Source material »
*****

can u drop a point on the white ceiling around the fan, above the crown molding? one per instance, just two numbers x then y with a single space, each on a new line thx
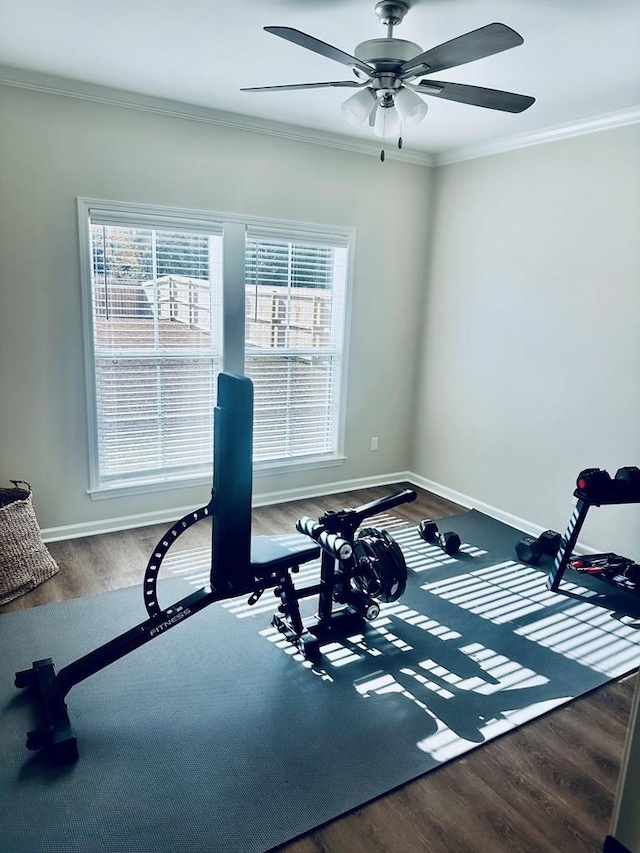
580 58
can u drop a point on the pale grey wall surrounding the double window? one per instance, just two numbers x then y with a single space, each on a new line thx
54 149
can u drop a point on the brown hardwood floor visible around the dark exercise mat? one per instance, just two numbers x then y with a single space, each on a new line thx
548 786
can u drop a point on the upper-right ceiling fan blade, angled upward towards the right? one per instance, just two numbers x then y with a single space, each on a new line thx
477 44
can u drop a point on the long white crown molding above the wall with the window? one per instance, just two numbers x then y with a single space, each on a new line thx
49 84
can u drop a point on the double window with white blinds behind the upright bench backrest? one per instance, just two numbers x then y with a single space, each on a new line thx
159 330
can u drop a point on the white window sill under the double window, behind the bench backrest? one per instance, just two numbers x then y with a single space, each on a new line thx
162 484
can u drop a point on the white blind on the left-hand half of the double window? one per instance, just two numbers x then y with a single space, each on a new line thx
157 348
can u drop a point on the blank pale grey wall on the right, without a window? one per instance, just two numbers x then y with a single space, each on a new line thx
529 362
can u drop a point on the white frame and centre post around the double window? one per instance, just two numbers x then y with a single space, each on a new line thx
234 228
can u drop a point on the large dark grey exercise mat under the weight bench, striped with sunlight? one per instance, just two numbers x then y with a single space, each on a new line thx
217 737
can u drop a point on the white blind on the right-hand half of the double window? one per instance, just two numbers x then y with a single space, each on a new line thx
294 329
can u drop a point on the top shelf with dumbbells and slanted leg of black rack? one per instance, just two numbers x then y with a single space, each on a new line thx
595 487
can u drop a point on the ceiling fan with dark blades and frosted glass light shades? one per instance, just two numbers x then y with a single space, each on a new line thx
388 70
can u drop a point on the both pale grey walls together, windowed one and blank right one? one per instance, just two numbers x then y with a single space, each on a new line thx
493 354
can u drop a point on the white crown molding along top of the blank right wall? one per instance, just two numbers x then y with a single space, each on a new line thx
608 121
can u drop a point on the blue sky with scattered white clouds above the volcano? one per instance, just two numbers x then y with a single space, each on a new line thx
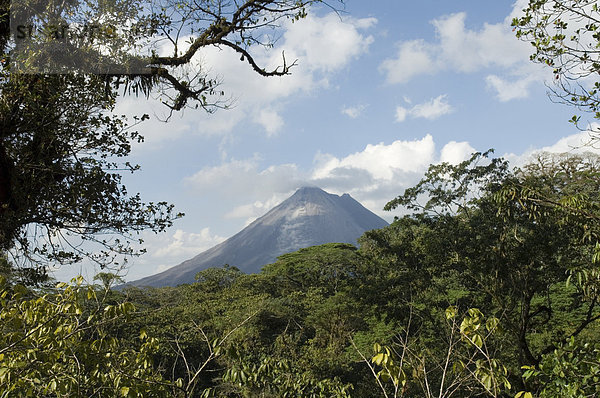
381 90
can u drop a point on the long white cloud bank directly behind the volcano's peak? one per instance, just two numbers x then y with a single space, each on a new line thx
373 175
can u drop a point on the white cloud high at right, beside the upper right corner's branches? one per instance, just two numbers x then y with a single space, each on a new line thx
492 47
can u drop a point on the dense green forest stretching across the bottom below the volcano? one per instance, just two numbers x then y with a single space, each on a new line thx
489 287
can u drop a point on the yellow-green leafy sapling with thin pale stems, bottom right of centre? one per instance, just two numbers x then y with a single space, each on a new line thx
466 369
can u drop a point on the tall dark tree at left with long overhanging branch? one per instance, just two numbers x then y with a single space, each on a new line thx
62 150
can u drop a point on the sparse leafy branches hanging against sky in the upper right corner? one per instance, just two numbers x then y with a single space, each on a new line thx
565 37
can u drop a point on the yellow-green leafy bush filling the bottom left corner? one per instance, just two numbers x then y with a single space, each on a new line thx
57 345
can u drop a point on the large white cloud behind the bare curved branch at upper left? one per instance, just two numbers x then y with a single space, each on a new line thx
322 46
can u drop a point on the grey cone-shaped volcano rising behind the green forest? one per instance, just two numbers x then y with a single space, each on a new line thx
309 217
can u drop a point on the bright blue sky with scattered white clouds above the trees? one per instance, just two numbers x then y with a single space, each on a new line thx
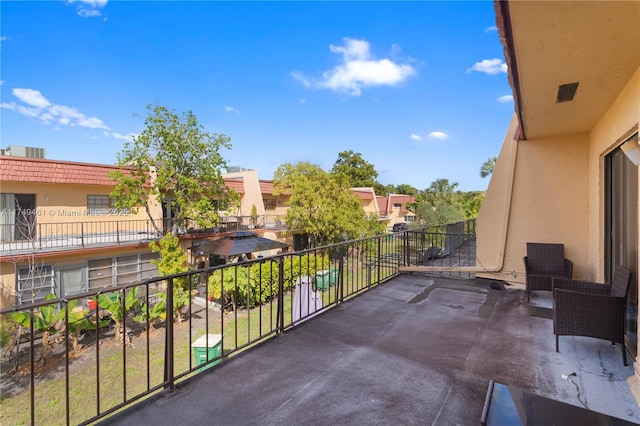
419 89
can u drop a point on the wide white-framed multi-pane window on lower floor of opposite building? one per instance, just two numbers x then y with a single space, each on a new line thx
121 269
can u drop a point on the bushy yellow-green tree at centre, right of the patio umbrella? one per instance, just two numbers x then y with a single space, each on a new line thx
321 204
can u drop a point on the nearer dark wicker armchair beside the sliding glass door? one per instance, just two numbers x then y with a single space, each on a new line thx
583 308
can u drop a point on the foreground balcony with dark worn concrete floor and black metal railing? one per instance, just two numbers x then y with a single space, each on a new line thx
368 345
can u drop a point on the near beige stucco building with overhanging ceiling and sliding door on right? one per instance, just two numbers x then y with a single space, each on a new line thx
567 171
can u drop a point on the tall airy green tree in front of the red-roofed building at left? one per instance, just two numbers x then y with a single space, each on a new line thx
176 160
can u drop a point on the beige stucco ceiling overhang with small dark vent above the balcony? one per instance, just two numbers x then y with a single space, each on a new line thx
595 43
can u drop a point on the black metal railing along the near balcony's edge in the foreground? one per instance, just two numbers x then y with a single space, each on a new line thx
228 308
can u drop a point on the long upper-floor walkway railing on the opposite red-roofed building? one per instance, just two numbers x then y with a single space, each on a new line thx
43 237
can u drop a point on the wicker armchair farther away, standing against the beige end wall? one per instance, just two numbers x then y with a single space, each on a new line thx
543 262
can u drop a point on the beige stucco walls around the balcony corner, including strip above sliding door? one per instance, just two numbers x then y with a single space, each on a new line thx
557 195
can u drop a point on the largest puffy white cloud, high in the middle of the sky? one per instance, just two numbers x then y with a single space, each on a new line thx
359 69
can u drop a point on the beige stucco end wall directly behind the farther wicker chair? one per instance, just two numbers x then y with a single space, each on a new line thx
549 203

*****

Your objective » For this exercise, please reproduce the records above exactly and drop the images.

Solution to this problem »
can u drop a point on the white ceiling around the fan, above the crown molding? one per instance, just two numbers x then y with a single space, each on a new line thx
580 58
can u drop a point on the pale grey wall surrounding the double window? one per instance, just two numbers x then y with a single space, each on a new line thx
54 149
can u drop a point on the brown hardwood floor visible around the dark exercise mat? one per instance, just two numbers x then y with a single space, each on a new line thx
548 786
can u drop a point on the upper-right ceiling fan blade, angled upward towards the right? one per instance, just two numbers x then y with a single space, each on a new line thx
477 44
can u drop a point on the long white crown molding above the wall with the window? one per instance, just two numbers x then y with a single space, each on a new line thx
49 84
can u drop a point on the double window with white blinds behind the upright bench backrest? one per instance, just two numbers x then y with a single space, each on a new line thx
159 330
can u drop a point on the white window sill under the double window, behind the bench backrest? one per instance, just two numbers x then y with a single space, each on a new line thx
162 484
can u drop a point on the white blind on the left-hand half of the double window? one per instance, just two numbers x then y with a single space, each on a new line thx
157 348
can u drop a point on the blank pale grey wall on the right, without a window? one per instance, just two numbers x then y with a single space, each on a new line thx
529 362
can u drop a point on the white frame and centre post around the double window? one per instance, just two numbers x then y with a single space, each on a new line thx
234 228
can u drop a point on the large dark grey exercise mat under the weight bench, striped with sunlight? one per instance, just two numbers x then y with a single space, each on a new line thx
217 737
can u drop a point on the white blind on the right-hand half of the double window? one per instance, just two numbers x then y with a single space, each on a new line thx
294 329
can u drop a point on the top shelf with dumbbells and slanted leg of black rack? one per instance, just two numbers x then y with a single space, each on a new line thx
595 487
can u drop a point on the ceiling fan with dark blades and frosted glass light shades? one per instance, just two numbers x then y with a single space, each on a new line thx
388 70
can u drop a point on the both pale grey walls together, windowed one and blank right one? one per instance, just two numbers x then y with a single space, each on a new line thx
493 354
can u drop a point on the white crown molding along top of the blank right wall? one per instance, just two numbers x then y with a single space, each on a new line thx
608 121
can u drop a point on the blue sky with scattered white clouds above the volcano? one per instance, just two numbers x then y with a single space, each on a new line thx
381 90
can u drop a point on the long white cloud bank directly behind the volcano's peak? one per instance, just two numbers x then y with a single space, each on a new line thx
373 175
can u drop a point on the white cloud high at right, beside the upper right corner's branches? one per instance, just two numbers x then y with a single space, each on a new line thx
492 47
can u drop a point on the dense green forest stretching across the bottom below the volcano? one per instance, just two numbers x then y with a single space, each on a new line thx
489 287
can u drop a point on the yellow-green leafy sapling with thin pale stems, bottom right of centre? one per instance, just two numbers x then y with a single space, each on a new line thx
466 369
can u drop a point on the tall dark tree at left with long overhanging branch? one per instance, just two numbers x then y with a single space, each on a new line thx
62 150
can u drop a point on the sparse leafy branches hanging against sky in the upper right corner? one per instance, just two numbers x then y with a single space, each on a new line thx
565 37
can u drop a point on the yellow-green leafy bush filling the bottom left corner? one per instance, just two numbers x then y with a single space, each on a new line thx
57 345
can u drop a point on the large white cloud behind the bare curved branch at upper left? one per instance, just two numbers x then y with a single space, each on a new line thx
322 46
can u drop a point on the grey cone-shaped volcano rising behind the green forest? one per instance, just two numbers x then y with a single space, each on a new line thx
309 217
can u drop a point on the bright blue sky with scattered white clouds above the trees? one per instance, just two numbers x then y with a single space, each on a new line thx
419 89
can u drop a point on the wide white-framed multi-pane window on lower floor of opposite building? one per instance, just two numbers x then y with a single space, each on a new line thx
121 269
can u drop a point on the bushy yellow-green tree at centre, right of the patio umbrella? one per instance, just two numbers x then y with a single space, each on a new line thx
321 204
can u drop a point on the nearer dark wicker armchair beside the sliding glass door? one per instance, just two numbers x then y with a single space, each on a new line thx
583 308
can u drop a point on the foreground balcony with dark worn concrete floor and black metal railing? one per instance, just two numbers x then y with a single space, each on a new line thx
368 345
can u drop a point on the near beige stucco building with overhanging ceiling and sliding door on right? one per instance, just two numbers x then y with a single space, each on a new line thx
567 171
can u drop a point on the tall airy green tree in front of the red-roofed building at left? one per instance, just two numbers x then y with a single space, each on a new line thx
176 160
can u drop a point on the beige stucco ceiling overhang with small dark vent above the balcony? one per instance, just two numbers x then y with a single space, each on a new line thx
595 43
can u drop a point on the black metal railing along the near balcony's edge in the foreground? one per instance, just two numbers x then y with a single space, each on a new line thx
228 308
can u drop a point on the long upper-floor walkway railing on the opposite red-roofed building? one per instance, just two numbers x then y with a single space, each on a new line thx
43 237
can u drop a point on the wicker armchair farther away, standing against the beige end wall? one per instance, just two numbers x then y with a single space, each on a new line thx
543 262
can u drop a point on the beige stucco walls around the balcony corner, including strip above sliding door? one per instance, just two numbers x then y with a single space, each on a new line thx
557 195
can u drop a point on the largest puffy white cloud, high in the middle of the sky? one per instance, just two numbers x then y with a single space, each on a new line thx
359 69
can u drop a point on the beige stucco end wall directly behind the farther wicker chair? one per instance, just two numbers x then y with a single space, each on a new line thx
549 203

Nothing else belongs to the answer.